* _Work order_:
Only the pictures should be dropped; copy the rest of the entries exactly.

* _Given records_:
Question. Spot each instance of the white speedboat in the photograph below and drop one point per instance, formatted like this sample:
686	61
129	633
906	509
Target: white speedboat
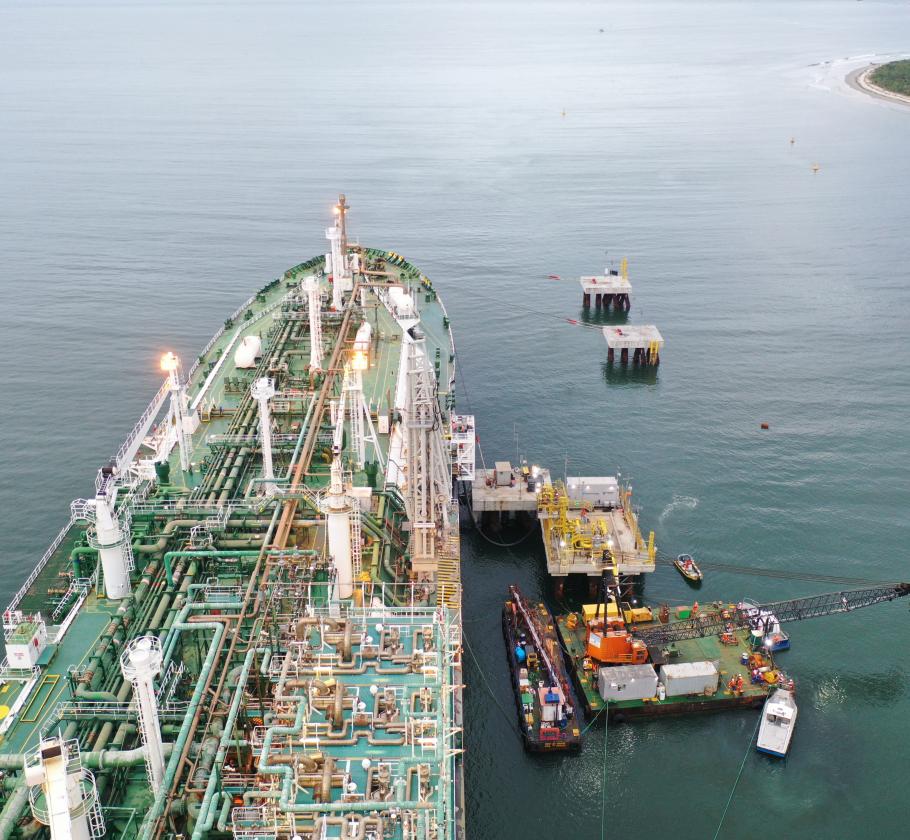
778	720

* _Result_:
Question. Spot each instance of the white speedboat in the photograph below and drop one point per instance, formatted like this sample:
686	61
129	633
906	509
Target: white speedboat
778	720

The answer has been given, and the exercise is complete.